Data provided —
[Start of section]

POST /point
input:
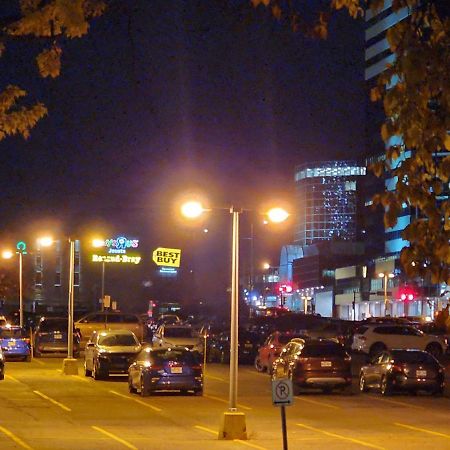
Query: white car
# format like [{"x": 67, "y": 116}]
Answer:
[
  {"x": 177, "y": 335},
  {"x": 372, "y": 339}
]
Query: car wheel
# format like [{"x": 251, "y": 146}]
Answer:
[
  {"x": 362, "y": 383},
  {"x": 258, "y": 366},
  {"x": 385, "y": 386},
  {"x": 143, "y": 388},
  {"x": 376, "y": 349},
  {"x": 87, "y": 372},
  {"x": 434, "y": 349},
  {"x": 131, "y": 388}
]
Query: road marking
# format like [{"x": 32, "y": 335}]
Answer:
[
  {"x": 316, "y": 402},
  {"x": 208, "y": 430},
  {"x": 16, "y": 439},
  {"x": 52, "y": 401},
  {"x": 116, "y": 438},
  {"x": 248, "y": 444},
  {"x": 10, "y": 377},
  {"x": 423, "y": 430},
  {"x": 214, "y": 378},
  {"x": 396, "y": 402},
  {"x": 137, "y": 401},
  {"x": 338, "y": 436},
  {"x": 212, "y": 397},
  {"x": 39, "y": 361}
]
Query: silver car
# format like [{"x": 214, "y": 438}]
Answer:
[{"x": 110, "y": 352}]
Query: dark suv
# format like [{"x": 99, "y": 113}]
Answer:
[
  {"x": 51, "y": 337},
  {"x": 315, "y": 363}
]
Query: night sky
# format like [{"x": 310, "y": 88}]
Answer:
[{"x": 179, "y": 94}]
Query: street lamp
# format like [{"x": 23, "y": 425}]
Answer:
[
  {"x": 233, "y": 425},
  {"x": 385, "y": 276}
]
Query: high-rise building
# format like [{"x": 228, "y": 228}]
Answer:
[{"x": 327, "y": 201}]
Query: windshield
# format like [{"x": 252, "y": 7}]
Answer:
[
  {"x": 178, "y": 332},
  {"x": 181, "y": 356},
  {"x": 412, "y": 357},
  {"x": 116, "y": 340},
  {"x": 327, "y": 350}
]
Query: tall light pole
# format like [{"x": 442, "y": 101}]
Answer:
[
  {"x": 385, "y": 276},
  {"x": 233, "y": 424}
]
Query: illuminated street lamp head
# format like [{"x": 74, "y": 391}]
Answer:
[
  {"x": 7, "y": 254},
  {"x": 45, "y": 241},
  {"x": 192, "y": 209},
  {"x": 277, "y": 215}
]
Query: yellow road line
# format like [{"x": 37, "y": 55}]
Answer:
[
  {"x": 338, "y": 436},
  {"x": 116, "y": 438},
  {"x": 137, "y": 401},
  {"x": 316, "y": 402},
  {"x": 52, "y": 401},
  {"x": 214, "y": 378},
  {"x": 213, "y": 397},
  {"x": 39, "y": 361},
  {"x": 396, "y": 402},
  {"x": 208, "y": 430},
  {"x": 10, "y": 377},
  {"x": 423, "y": 430},
  {"x": 249, "y": 444},
  {"x": 16, "y": 439}
]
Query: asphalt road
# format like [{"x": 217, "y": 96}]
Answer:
[{"x": 43, "y": 409}]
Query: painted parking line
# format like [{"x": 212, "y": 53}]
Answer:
[
  {"x": 338, "y": 436},
  {"x": 396, "y": 402},
  {"x": 317, "y": 402},
  {"x": 423, "y": 430},
  {"x": 219, "y": 399},
  {"x": 114, "y": 437},
  {"x": 66, "y": 408},
  {"x": 239, "y": 441},
  {"x": 16, "y": 439},
  {"x": 136, "y": 400}
]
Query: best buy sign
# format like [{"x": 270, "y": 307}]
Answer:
[{"x": 169, "y": 257}]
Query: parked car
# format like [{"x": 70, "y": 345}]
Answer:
[
  {"x": 166, "y": 369},
  {"x": 2, "y": 365},
  {"x": 109, "y": 320},
  {"x": 110, "y": 352},
  {"x": 218, "y": 348},
  {"x": 50, "y": 337},
  {"x": 177, "y": 336},
  {"x": 15, "y": 343},
  {"x": 271, "y": 349},
  {"x": 372, "y": 339},
  {"x": 410, "y": 370},
  {"x": 315, "y": 363}
]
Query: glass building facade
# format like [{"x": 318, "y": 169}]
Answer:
[{"x": 327, "y": 201}]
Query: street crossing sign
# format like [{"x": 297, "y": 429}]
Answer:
[{"x": 282, "y": 392}]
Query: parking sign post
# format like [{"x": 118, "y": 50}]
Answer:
[{"x": 282, "y": 396}]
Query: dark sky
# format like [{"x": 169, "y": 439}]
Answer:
[{"x": 175, "y": 94}]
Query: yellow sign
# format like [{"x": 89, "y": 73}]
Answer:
[
  {"x": 169, "y": 257},
  {"x": 116, "y": 259}
]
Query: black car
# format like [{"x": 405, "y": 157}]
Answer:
[
  {"x": 50, "y": 337},
  {"x": 403, "y": 370},
  {"x": 166, "y": 369},
  {"x": 218, "y": 348}
]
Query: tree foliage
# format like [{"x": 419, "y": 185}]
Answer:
[{"x": 414, "y": 89}]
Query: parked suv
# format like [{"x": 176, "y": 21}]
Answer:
[
  {"x": 108, "y": 320},
  {"x": 375, "y": 338},
  {"x": 315, "y": 363}
]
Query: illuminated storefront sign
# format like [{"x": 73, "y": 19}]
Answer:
[
  {"x": 117, "y": 259},
  {"x": 168, "y": 257}
]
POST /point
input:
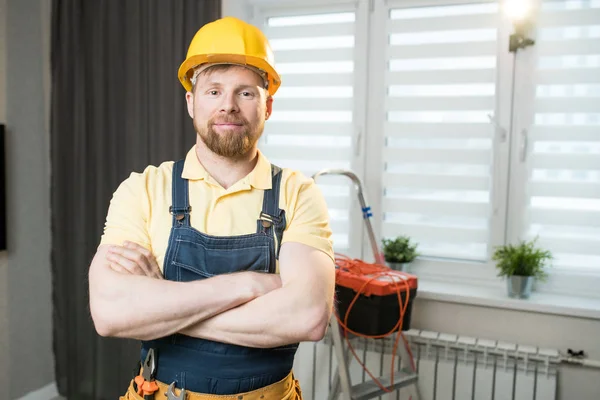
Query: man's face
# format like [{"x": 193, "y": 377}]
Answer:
[{"x": 229, "y": 107}]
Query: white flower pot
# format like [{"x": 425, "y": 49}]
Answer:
[{"x": 519, "y": 286}]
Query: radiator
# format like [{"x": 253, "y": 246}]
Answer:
[{"x": 450, "y": 367}]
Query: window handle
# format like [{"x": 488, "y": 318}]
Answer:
[
  {"x": 358, "y": 142},
  {"x": 524, "y": 144},
  {"x": 499, "y": 129}
]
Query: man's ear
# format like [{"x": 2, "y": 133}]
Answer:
[
  {"x": 189, "y": 100},
  {"x": 269, "y": 107}
]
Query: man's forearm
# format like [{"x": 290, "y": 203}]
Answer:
[
  {"x": 140, "y": 307},
  {"x": 280, "y": 317}
]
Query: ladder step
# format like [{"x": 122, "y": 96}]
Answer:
[{"x": 370, "y": 389}]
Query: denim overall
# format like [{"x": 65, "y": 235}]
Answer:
[{"x": 206, "y": 366}]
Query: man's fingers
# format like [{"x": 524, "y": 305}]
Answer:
[
  {"x": 155, "y": 267},
  {"x": 117, "y": 268}
]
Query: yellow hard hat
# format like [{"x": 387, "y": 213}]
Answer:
[{"x": 230, "y": 41}]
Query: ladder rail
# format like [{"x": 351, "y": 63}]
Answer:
[{"x": 342, "y": 383}]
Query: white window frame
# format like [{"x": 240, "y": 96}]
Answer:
[{"x": 513, "y": 113}]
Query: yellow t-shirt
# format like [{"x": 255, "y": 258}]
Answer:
[{"x": 139, "y": 209}]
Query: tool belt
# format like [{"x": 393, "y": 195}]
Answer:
[{"x": 286, "y": 389}]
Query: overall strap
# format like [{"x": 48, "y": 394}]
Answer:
[
  {"x": 271, "y": 217},
  {"x": 181, "y": 206}
]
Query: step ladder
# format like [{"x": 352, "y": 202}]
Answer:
[
  {"x": 369, "y": 389},
  {"x": 342, "y": 384}
]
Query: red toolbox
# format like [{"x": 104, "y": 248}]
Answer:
[{"x": 377, "y": 309}]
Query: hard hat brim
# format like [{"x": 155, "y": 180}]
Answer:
[{"x": 186, "y": 70}]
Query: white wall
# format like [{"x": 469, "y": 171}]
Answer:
[{"x": 26, "y": 361}]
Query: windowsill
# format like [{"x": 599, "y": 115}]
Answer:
[{"x": 496, "y": 297}]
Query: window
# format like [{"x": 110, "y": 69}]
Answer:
[
  {"x": 438, "y": 140},
  {"x": 462, "y": 144},
  {"x": 313, "y": 123},
  {"x": 561, "y": 152}
]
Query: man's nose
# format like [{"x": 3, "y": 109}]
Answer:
[{"x": 229, "y": 104}]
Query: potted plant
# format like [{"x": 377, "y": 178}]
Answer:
[
  {"x": 399, "y": 252},
  {"x": 521, "y": 264}
]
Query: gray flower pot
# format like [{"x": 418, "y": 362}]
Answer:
[
  {"x": 519, "y": 286},
  {"x": 404, "y": 267}
]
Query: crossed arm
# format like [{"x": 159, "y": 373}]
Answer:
[{"x": 128, "y": 299}]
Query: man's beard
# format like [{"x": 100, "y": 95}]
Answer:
[{"x": 233, "y": 144}]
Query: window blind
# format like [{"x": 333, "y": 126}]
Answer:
[
  {"x": 563, "y": 146},
  {"x": 311, "y": 127},
  {"x": 440, "y": 83}
]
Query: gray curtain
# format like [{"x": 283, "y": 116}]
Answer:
[{"x": 117, "y": 106}]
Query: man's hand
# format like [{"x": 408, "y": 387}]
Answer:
[{"x": 131, "y": 258}]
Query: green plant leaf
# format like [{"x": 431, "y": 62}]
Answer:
[
  {"x": 399, "y": 250},
  {"x": 523, "y": 259}
]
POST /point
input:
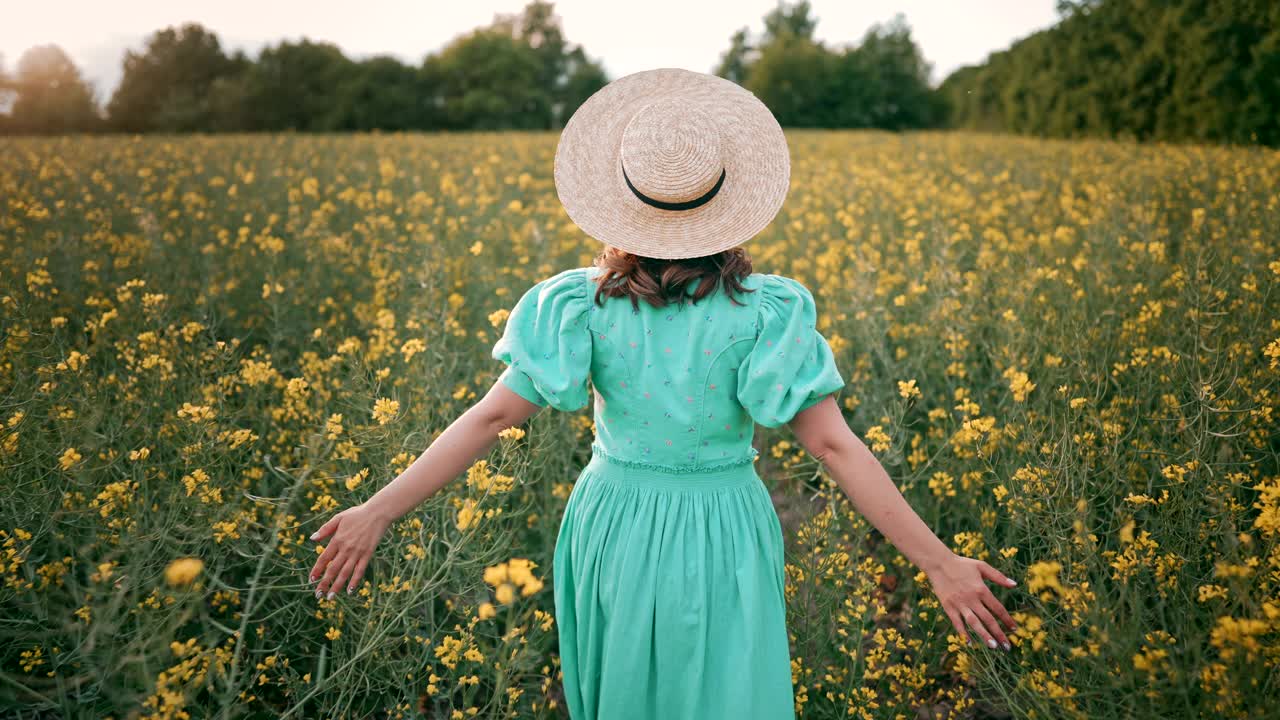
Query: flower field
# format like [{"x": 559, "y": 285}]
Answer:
[{"x": 1066, "y": 354}]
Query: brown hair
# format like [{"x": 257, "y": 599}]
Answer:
[{"x": 659, "y": 281}]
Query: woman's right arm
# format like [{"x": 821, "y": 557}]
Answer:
[{"x": 958, "y": 580}]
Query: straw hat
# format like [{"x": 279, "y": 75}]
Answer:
[{"x": 672, "y": 163}]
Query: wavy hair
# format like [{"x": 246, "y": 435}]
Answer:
[{"x": 659, "y": 281}]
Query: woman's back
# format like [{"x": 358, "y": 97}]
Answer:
[{"x": 677, "y": 387}]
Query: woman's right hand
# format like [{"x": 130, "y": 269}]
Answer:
[
  {"x": 960, "y": 584},
  {"x": 356, "y": 532}
]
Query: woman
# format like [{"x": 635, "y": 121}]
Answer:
[{"x": 668, "y": 565}]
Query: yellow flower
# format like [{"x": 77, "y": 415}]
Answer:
[
  {"x": 183, "y": 570},
  {"x": 385, "y": 410},
  {"x": 69, "y": 458},
  {"x": 498, "y": 317}
]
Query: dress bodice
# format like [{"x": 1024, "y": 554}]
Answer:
[{"x": 673, "y": 387}]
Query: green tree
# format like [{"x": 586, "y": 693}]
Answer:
[
  {"x": 739, "y": 57},
  {"x": 168, "y": 85},
  {"x": 298, "y": 86},
  {"x": 384, "y": 94},
  {"x": 51, "y": 95},
  {"x": 881, "y": 82},
  {"x": 519, "y": 72},
  {"x": 1148, "y": 69}
]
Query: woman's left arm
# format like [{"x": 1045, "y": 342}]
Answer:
[{"x": 356, "y": 531}]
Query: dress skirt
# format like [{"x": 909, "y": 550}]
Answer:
[{"x": 668, "y": 595}]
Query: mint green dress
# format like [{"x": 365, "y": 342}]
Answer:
[{"x": 668, "y": 565}]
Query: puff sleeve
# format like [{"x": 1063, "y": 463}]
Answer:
[
  {"x": 547, "y": 342},
  {"x": 791, "y": 367}
]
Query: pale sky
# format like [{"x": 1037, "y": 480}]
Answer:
[{"x": 626, "y": 37}]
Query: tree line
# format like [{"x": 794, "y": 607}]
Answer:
[
  {"x": 1205, "y": 71},
  {"x": 517, "y": 73},
  {"x": 1147, "y": 69}
]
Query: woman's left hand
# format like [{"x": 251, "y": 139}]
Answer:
[
  {"x": 960, "y": 584},
  {"x": 356, "y": 532}
]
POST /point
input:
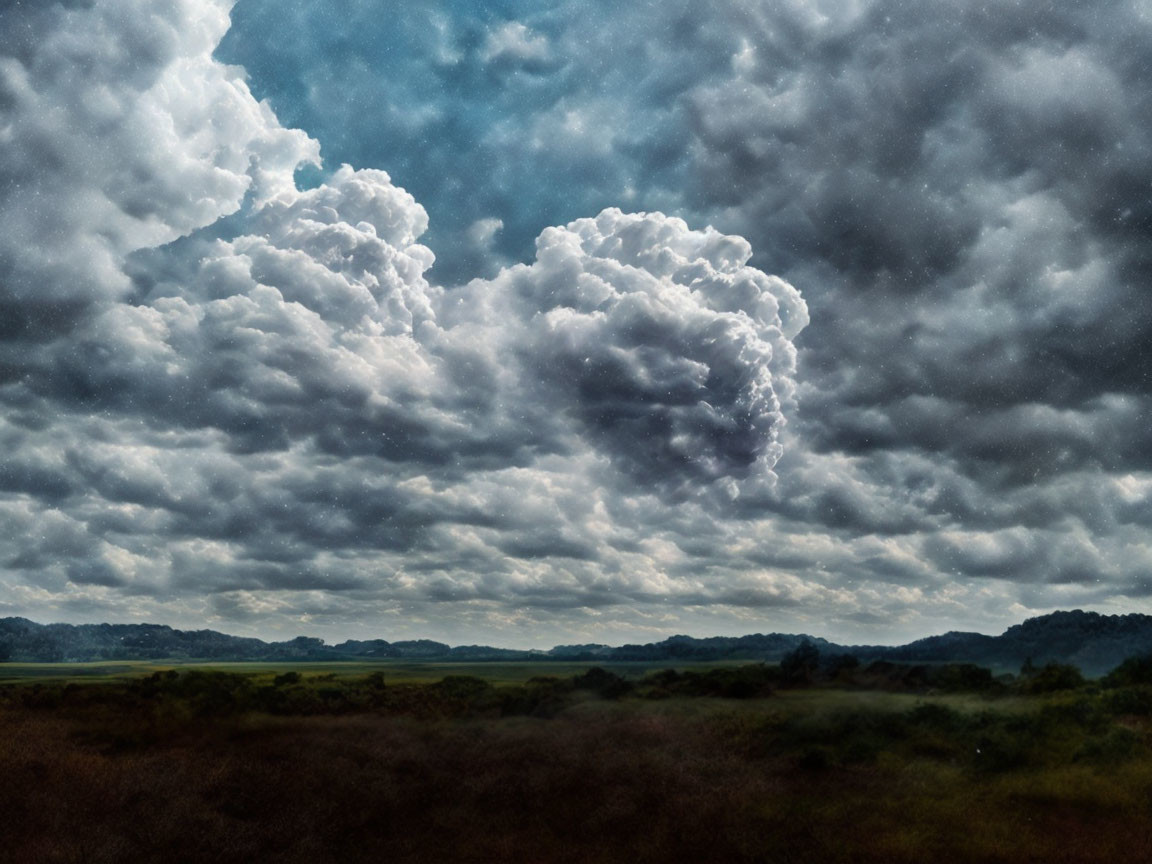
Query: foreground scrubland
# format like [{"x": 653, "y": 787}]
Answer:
[{"x": 736, "y": 764}]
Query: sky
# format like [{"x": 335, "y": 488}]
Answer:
[{"x": 533, "y": 323}]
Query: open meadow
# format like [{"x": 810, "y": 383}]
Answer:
[{"x": 403, "y": 763}]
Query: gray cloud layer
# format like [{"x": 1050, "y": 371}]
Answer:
[{"x": 285, "y": 415}]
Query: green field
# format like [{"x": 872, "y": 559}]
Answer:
[
  {"x": 411, "y": 671},
  {"x": 533, "y": 762}
]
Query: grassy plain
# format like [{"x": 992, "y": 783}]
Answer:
[{"x": 309, "y": 763}]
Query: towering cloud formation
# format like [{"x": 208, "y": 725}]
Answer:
[
  {"x": 279, "y": 411},
  {"x": 119, "y": 133}
]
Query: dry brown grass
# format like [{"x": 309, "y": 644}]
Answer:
[{"x": 603, "y": 782}]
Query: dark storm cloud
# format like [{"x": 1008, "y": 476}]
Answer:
[{"x": 285, "y": 411}]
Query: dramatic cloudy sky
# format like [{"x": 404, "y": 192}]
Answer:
[{"x": 529, "y": 323}]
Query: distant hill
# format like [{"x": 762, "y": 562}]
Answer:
[{"x": 1093, "y": 642}]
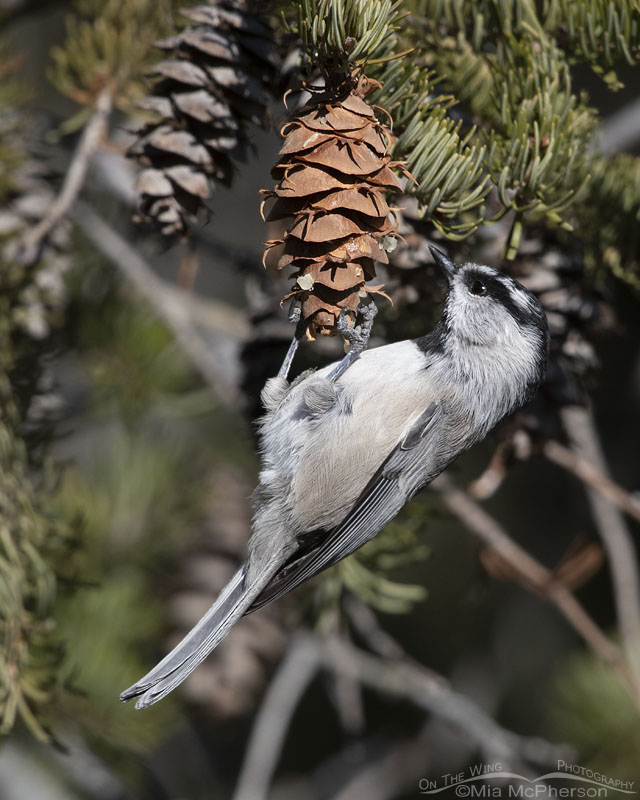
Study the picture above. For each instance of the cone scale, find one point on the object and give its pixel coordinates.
(334, 173)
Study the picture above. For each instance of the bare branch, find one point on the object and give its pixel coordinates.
(396, 676)
(92, 135)
(172, 305)
(616, 539)
(388, 774)
(411, 682)
(593, 477)
(296, 671)
(532, 573)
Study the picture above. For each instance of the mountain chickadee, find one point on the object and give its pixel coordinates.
(343, 449)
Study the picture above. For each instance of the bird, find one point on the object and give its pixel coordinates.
(345, 447)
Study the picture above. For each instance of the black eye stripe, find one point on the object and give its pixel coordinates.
(478, 288)
(502, 293)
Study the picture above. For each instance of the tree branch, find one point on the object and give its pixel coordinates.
(92, 135)
(616, 539)
(170, 304)
(409, 681)
(533, 575)
(295, 673)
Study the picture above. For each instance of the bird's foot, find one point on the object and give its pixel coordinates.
(357, 336)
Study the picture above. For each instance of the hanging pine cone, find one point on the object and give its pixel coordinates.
(333, 175)
(212, 85)
(38, 302)
(576, 311)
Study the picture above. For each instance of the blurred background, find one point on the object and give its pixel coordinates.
(496, 620)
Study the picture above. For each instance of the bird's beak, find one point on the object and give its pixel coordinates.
(443, 262)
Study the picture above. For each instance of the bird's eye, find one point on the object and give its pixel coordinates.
(478, 288)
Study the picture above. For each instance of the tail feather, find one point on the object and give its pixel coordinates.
(232, 603)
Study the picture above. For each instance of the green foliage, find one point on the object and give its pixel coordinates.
(590, 708)
(366, 573)
(33, 546)
(109, 45)
(338, 35)
(610, 217)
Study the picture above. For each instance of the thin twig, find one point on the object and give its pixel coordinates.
(533, 574)
(273, 720)
(169, 304)
(616, 539)
(92, 135)
(594, 478)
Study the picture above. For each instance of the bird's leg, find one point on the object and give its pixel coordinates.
(301, 327)
(358, 337)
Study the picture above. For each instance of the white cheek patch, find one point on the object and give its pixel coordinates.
(521, 299)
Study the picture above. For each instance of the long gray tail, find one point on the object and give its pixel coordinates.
(232, 603)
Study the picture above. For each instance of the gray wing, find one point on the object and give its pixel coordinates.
(405, 471)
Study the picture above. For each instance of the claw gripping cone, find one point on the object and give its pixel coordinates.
(333, 174)
(212, 84)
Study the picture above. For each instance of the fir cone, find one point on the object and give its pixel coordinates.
(213, 83)
(39, 302)
(333, 175)
(230, 682)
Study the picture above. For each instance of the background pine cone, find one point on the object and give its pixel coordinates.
(213, 83)
(231, 680)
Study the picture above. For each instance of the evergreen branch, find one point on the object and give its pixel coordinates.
(610, 217)
(169, 305)
(92, 137)
(450, 181)
(538, 150)
(616, 539)
(534, 576)
(338, 35)
(109, 44)
(593, 477)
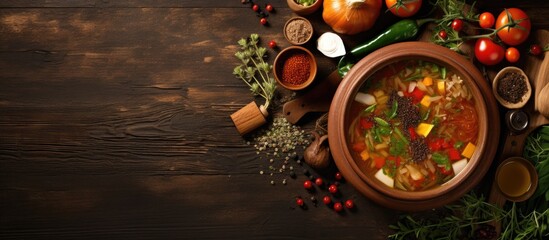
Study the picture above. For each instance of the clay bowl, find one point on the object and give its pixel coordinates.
(298, 30)
(348, 162)
(304, 10)
(496, 84)
(281, 60)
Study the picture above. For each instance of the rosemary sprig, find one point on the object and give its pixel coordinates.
(253, 70)
(470, 219)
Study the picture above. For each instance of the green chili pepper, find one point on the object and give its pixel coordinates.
(400, 31)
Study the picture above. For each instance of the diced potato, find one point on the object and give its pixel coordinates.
(425, 101)
(424, 129)
(428, 81)
(389, 181)
(365, 98)
(381, 146)
(441, 87)
(365, 155)
(459, 165)
(414, 172)
(468, 150)
(379, 93)
(383, 99)
(384, 153)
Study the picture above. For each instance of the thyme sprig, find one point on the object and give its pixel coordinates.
(254, 70)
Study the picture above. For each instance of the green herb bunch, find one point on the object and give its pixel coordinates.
(470, 220)
(536, 149)
(458, 9)
(254, 70)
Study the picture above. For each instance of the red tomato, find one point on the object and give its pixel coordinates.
(359, 146)
(513, 35)
(512, 55)
(457, 25)
(486, 20)
(453, 154)
(535, 49)
(403, 8)
(488, 52)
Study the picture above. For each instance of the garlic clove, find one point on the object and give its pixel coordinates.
(331, 45)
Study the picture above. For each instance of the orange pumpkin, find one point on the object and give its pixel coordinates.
(351, 16)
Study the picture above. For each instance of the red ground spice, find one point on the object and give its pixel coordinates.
(296, 69)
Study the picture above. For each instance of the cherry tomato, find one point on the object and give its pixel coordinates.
(299, 201)
(308, 184)
(327, 200)
(272, 44)
(332, 189)
(269, 8)
(457, 25)
(513, 35)
(349, 204)
(488, 52)
(319, 182)
(403, 8)
(535, 49)
(338, 207)
(486, 20)
(443, 34)
(512, 55)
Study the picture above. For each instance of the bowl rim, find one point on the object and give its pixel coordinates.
(293, 19)
(282, 54)
(376, 61)
(502, 101)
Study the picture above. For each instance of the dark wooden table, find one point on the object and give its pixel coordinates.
(114, 123)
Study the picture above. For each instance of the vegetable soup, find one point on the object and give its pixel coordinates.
(414, 125)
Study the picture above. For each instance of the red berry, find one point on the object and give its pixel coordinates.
(338, 207)
(349, 204)
(327, 200)
(443, 34)
(457, 25)
(308, 184)
(319, 182)
(269, 8)
(272, 44)
(332, 189)
(299, 201)
(535, 49)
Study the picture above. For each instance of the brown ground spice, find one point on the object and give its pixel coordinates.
(298, 31)
(511, 87)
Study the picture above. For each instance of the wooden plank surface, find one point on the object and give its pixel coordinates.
(114, 123)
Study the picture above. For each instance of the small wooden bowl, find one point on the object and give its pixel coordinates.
(504, 102)
(302, 10)
(304, 29)
(278, 67)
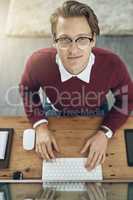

[End of section]

Exercise aim — Your reply must consist of a number alone: the count of lines in the listing that contain the string "step".

Written response — 2